ニキビを治すために皮膚科を受診するとエリスロマイシンという飲み薬が出されることがあります。
エリスロマイシンはマクロライド系抗生物質です。幅広い細菌に対して高い抗菌力を示すことから、「細菌」が原因となる様々な感染症に使用されます。
皮膚科医の判断の元で重度化したニキビ治療に対して内服薬(飲み薬)として使用されることがあります。
ただし、エリスロマイシンには耐性菌が多いことや下痢・腹痛を起こしやすい欠点があります。
現在ではこのお薬ではなく、違う薬が使用されることが多くなりましたが、このお薬の特徴や問題などを解説していきます。
エリスロマイシン錠の効果
- 細菌のたんぱく質合成を阻害し、細菌増殖を抑制します。静菌的に作用します。
- 幅広い細菌に効果を発揮する。
.....
- **演習課題**
1. エリスロマイシンについての原文によれば、この薬が「細菌」を原因とする様々な感染症に使われるのはなぜか、1〜3文で説明せよ。
2. エリスロマイシンについての原文を、最後の一文の後から書き継げ。

- **データ**
.....
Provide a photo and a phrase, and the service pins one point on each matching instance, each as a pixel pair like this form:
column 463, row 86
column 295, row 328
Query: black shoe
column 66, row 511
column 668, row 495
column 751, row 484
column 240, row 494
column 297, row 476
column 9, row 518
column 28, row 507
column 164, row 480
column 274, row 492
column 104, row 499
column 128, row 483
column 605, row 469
.....
- **解答**
1. エリスロマイシンが幅広い細菌に対して高い抗菌力を示すからです。

2.
- ニキビ菌の原因菌であるアクネ菌やブドウ球菌に対して抗菌力があるため、炎症が進行した赤にきびに効果を発揮します。
にきび発生と抗生物質がニキビ炎症を抑制する仕組み
にきびは、ターンオーバーの亢進によって毛穴が塞がり、その内部で空気のない環境を好むアクネ菌などの「細菌」が増加することで発生します。アクネ菌が増加すると、それを皮膚は異物だと判断して免疫反応が働き、本格的に炎症や腫れが悪化します。
免疫により、白血球の一つである好中球は活性酸素を発生させてアクネ菌を攻撃します。そして、最終的にアクネ菌が死滅することでニキビの腫れは治まっていきます。
一方、好中球が発生させる活性酸素によって、皮膚は大きくダメージを受け、ニキビ跡の赤み、色素沈着、クレーター状の陥没などが発生するようになります。
抗生物質エリスロマイシンは、ニキビ炎症の原因となるアクネ菌や黄色ブドウ球菌などの増加を素早く抑制・死滅させる働きがあります。
病原菌が減少することで免疫反応が抑えられてニキビの発生や悪化を予防します。ニキビ跡の赤み、色素沈着、クレーターなどの発生も限られるものになります。
抗生物質は重度ニキビに有効
エリスロマイシンのような抗生物質は、細菌感染症に対する効果が高い反面、体内の正常な細菌バランスを乱すことや耐性菌を生じる問題があります。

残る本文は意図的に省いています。